Source data:

++++++

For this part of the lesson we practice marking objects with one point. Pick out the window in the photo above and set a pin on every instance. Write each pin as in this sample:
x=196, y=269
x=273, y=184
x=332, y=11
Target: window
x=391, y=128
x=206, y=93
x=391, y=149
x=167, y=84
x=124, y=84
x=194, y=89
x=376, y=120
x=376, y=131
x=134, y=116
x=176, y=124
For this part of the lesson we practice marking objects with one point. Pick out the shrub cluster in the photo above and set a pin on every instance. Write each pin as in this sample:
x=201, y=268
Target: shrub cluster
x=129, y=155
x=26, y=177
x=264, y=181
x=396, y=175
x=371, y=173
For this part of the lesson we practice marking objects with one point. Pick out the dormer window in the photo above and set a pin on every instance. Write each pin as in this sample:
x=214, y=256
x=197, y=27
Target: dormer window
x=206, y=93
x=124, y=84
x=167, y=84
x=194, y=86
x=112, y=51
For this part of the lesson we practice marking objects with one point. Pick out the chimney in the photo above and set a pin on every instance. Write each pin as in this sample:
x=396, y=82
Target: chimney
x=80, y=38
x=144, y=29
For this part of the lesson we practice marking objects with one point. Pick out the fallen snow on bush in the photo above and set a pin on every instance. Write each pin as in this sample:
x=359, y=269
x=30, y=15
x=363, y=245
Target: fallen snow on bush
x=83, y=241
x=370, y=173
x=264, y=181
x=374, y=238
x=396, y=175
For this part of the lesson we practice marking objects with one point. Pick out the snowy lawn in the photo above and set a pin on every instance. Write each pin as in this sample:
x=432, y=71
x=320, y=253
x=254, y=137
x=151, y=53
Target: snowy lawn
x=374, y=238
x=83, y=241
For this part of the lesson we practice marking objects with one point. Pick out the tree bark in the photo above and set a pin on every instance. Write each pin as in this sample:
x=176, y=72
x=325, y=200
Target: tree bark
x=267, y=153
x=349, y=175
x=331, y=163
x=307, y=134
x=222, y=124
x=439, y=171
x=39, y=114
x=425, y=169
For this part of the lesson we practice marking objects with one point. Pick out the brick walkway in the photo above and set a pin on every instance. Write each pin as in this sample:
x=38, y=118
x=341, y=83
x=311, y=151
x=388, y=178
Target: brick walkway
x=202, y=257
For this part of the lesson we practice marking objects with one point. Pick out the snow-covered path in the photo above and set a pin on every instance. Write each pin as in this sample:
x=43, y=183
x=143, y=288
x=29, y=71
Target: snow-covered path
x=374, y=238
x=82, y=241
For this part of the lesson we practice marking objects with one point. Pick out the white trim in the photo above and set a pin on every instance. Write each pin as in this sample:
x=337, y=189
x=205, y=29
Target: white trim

++++++

* INSTRUCTIONS TO FOLLOW: Output the lines from the one with "Target: dormer window" through the end of the records above, exactly, including both ends, and nothing besides.

* ANSWER AREA:
Target: dormer window
x=206, y=93
x=124, y=84
x=167, y=84
x=194, y=86
x=112, y=51
For this part of the lesson we practice marking objects with one point. Pick out the chimney in the photo above and set a pin on every instance. Write each pin as in this sample:
x=396, y=82
Target: chimney
x=80, y=38
x=144, y=29
For this part of the lesson we practice marking objects with one point. Pick out the fallen snow on bush in the photo above and set a pin on every instance. Write each pin as in this sample:
x=359, y=269
x=30, y=15
x=363, y=245
Target: fallen snow on bush
x=83, y=241
x=370, y=173
x=264, y=181
x=374, y=238
x=396, y=175
For this part of the lesson we practice marking objects with one point. Pick out the snowy lawn in the photo above and set a pin on every instance. Write each pin as in this sample:
x=432, y=71
x=320, y=253
x=254, y=137
x=151, y=53
Target: snowy lawn
x=374, y=238
x=83, y=241
For this part of the lesson we practice marking objects with one point. Pick out the tree bark in the photo above and set a pin on every instance. Write each pin as in this sample:
x=176, y=72
x=325, y=200
Target: tree bark
x=267, y=153
x=349, y=175
x=331, y=163
x=307, y=134
x=222, y=124
x=439, y=171
x=39, y=114
x=425, y=169
For this part of the lesson we practice marking objects with one point. Pick out the brick walkway in the photo above and set a pin on every instance. Write each pin as in this sample:
x=38, y=118
x=341, y=83
x=311, y=151
x=388, y=178
Target: brick walkway
x=202, y=257
For this part of the lesson we practice marking objects with one point. Pick out the snow-covered path in the photo above and set a pin on every instance. Write each pin as in this sample:
x=43, y=183
x=143, y=288
x=29, y=71
Target: snow-covered path
x=374, y=238
x=82, y=241
For this part of the lesson we practice marking objects with one point. Pick out the white trim in the photo above and set a pin on every instance. Write each pin as in this sample:
x=337, y=189
x=205, y=29
Target: white trim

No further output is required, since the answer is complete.